Image point grounding data
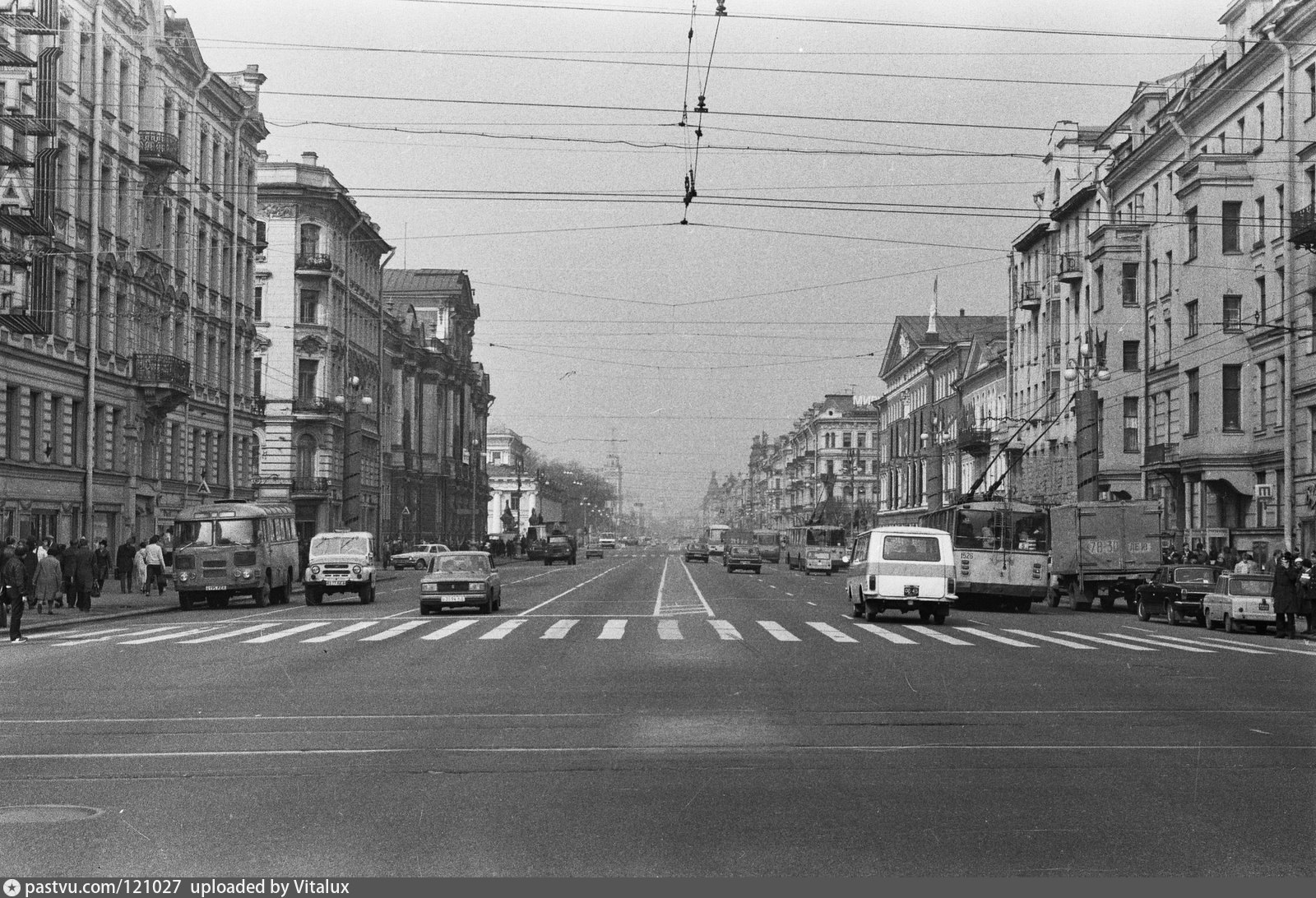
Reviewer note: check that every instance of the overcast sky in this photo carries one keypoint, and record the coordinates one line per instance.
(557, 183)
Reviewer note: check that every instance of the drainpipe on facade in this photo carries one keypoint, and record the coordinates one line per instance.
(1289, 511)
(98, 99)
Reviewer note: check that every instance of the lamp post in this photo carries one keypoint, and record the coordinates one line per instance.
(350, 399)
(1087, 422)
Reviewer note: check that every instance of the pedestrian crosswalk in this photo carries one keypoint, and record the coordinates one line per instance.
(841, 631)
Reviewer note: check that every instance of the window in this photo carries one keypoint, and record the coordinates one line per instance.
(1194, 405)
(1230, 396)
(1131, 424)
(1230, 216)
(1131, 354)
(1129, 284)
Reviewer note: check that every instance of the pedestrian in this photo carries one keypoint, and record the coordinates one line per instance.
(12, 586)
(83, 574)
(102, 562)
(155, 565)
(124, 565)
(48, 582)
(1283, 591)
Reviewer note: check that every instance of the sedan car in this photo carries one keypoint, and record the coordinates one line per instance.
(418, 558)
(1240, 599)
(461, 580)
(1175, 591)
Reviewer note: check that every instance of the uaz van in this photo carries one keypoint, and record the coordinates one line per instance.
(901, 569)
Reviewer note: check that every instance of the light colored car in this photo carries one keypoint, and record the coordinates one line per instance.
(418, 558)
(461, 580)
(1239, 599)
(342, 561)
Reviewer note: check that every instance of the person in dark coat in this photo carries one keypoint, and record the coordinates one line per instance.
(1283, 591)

_Work instructions_: With images omitted, retype the data word for word.

_Solution to this exercise_:
Reviewer note: check that every instance of the overcast sky in this photo carries one keypoint, and record the coordinates one line per instance.
(557, 183)
Reviewer note: check that every instance of the drainpipe on facade in this photo carries one keypoint, and record the coordinates one line per instance.
(1289, 511)
(98, 99)
Reviewer note: check that every instance of the lamp post in this photo carries one keypoint, and record the coordinates one line per instance.
(350, 399)
(1087, 422)
Reviewer note: check that every instance of the pedestrian crosswalk in this photo carries one keypoint, and record the coordinates one line per instance.
(841, 631)
Reviewer note: check that every instance of the window in this photo carries one keypoint, and record the coordinates one line per instance.
(1194, 405)
(1230, 396)
(1131, 424)
(1230, 216)
(1131, 354)
(1129, 284)
Reviewer note: check that every instance of the pedestrian in this photo carries one keypoint, and record the coordinates one line per instance.
(12, 586)
(83, 574)
(102, 562)
(155, 565)
(124, 565)
(48, 582)
(1283, 591)
Reviewer note: check that every instance of the sedan car in this photo carries one keypoint, and record the coordinates one line per instance.
(418, 558)
(1240, 599)
(461, 580)
(1175, 591)
Reviewer note: check that every instance of the uaz van in this photo carries one keypoint, and record the coordinates one line per instance.
(901, 569)
Reviewer note: check that every instance of the light colored car in this photo carries one keypoint, and record the coordinates one line per instance.
(418, 558)
(461, 580)
(1239, 599)
(342, 561)
Reviewer note: check that every instance of the person in dark coat in this photo carries one keypoint, and record the coordinates one line per instance.
(1283, 591)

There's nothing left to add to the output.